=== Dataset records ===

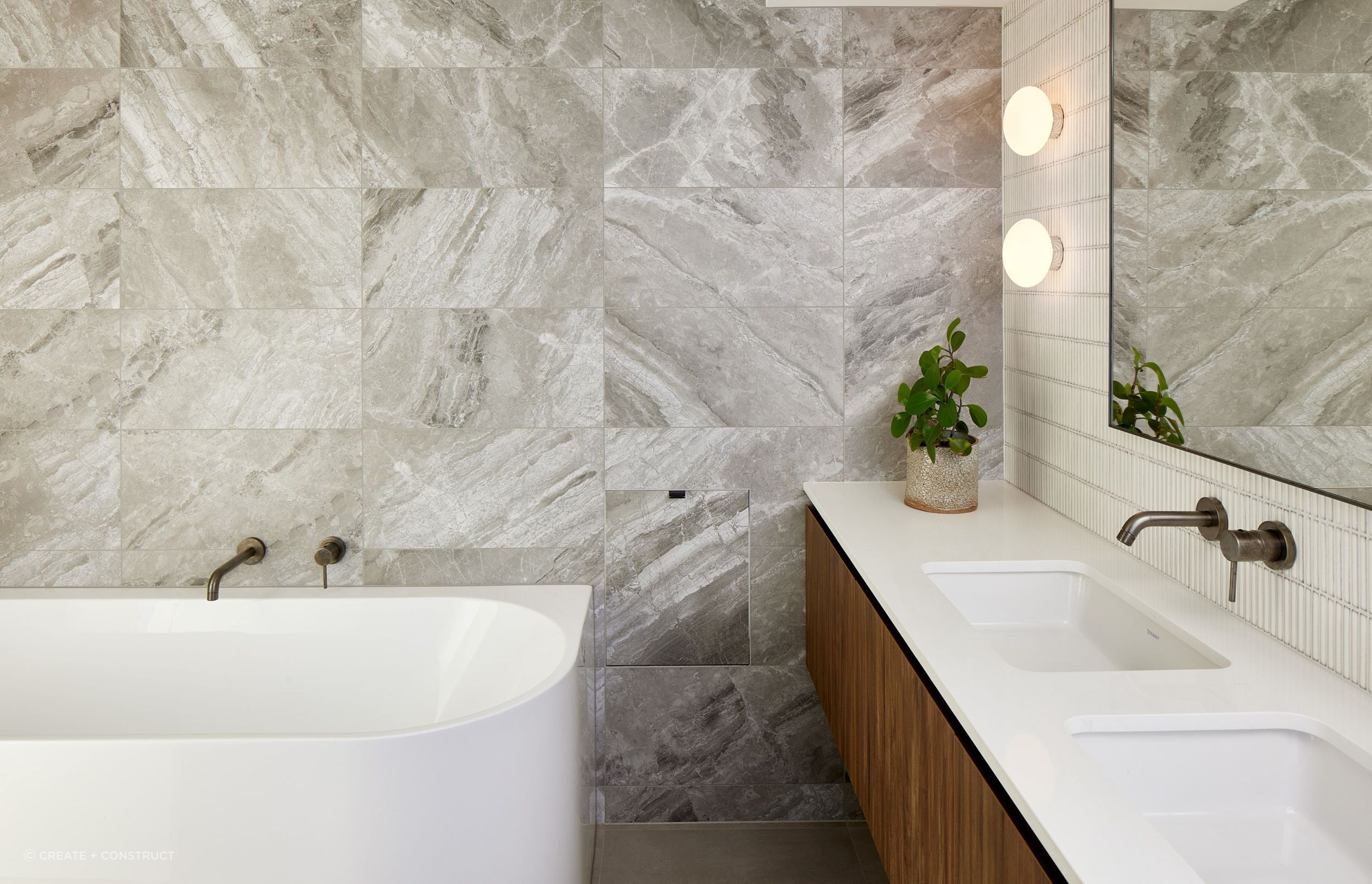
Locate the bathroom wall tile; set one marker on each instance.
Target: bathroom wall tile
(883, 348)
(1270, 249)
(484, 368)
(1265, 131)
(44, 569)
(473, 33)
(677, 578)
(468, 489)
(290, 488)
(474, 128)
(200, 370)
(922, 38)
(747, 248)
(722, 33)
(241, 248)
(955, 116)
(482, 248)
(60, 370)
(777, 606)
(766, 727)
(773, 463)
(239, 33)
(60, 128)
(721, 128)
(729, 804)
(241, 128)
(60, 249)
(41, 33)
(724, 367)
(905, 246)
(60, 491)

===

List each line in the entries above that contains the string "bathroom". Case counts.

Locate the bathroom wall tile; set one marker on each instance.
Target: bathroom wall tile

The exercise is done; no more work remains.